## What this task involves
Reproduce the items from the line with "on the ear in" to the line with "point(779, 224)", both included, and shift every coordinate in the answers by adding 114 to it. Leave the requests and their sample points as they are.

## The data
----

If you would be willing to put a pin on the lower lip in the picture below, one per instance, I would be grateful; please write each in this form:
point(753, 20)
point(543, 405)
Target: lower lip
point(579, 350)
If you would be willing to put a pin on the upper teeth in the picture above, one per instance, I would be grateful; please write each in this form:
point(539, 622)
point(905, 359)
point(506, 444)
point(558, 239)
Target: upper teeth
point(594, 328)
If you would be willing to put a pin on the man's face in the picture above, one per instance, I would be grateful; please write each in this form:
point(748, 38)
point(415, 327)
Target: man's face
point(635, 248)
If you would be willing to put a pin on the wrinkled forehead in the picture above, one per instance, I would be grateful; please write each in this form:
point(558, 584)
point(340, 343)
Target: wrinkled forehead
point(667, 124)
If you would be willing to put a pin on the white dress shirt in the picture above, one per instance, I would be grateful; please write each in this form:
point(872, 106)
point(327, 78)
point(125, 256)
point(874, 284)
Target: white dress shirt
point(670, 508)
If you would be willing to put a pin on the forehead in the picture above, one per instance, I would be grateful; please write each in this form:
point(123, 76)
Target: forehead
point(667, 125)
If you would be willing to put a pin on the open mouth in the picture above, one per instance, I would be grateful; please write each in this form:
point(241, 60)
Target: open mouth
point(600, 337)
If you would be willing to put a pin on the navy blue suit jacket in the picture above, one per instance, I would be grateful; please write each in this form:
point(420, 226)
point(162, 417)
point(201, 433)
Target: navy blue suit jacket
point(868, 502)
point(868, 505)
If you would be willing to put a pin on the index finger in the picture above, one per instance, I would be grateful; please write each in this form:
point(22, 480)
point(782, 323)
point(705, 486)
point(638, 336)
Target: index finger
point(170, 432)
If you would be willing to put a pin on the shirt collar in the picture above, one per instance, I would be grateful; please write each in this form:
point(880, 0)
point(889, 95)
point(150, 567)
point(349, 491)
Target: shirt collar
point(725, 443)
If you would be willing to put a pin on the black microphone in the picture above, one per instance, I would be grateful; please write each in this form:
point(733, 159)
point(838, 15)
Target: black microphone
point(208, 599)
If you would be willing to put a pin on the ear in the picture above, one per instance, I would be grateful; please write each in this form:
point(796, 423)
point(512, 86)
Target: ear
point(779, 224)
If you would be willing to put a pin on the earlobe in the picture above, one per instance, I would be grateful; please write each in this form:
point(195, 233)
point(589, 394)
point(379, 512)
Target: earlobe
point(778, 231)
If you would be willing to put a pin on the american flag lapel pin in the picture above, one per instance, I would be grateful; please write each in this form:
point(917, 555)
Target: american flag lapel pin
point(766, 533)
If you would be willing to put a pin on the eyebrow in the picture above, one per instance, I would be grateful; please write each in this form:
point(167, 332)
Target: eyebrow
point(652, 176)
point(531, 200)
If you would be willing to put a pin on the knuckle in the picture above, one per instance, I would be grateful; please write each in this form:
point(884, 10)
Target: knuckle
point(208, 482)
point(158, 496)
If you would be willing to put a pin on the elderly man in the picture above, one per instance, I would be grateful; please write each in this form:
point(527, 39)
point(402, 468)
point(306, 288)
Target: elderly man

----

## Output
If you would be willing to put a pin on the ear in the picture above, one per instance, I would be grateful; please write each in this form:
point(796, 423)
point(512, 86)
Target: ear
point(893, 338)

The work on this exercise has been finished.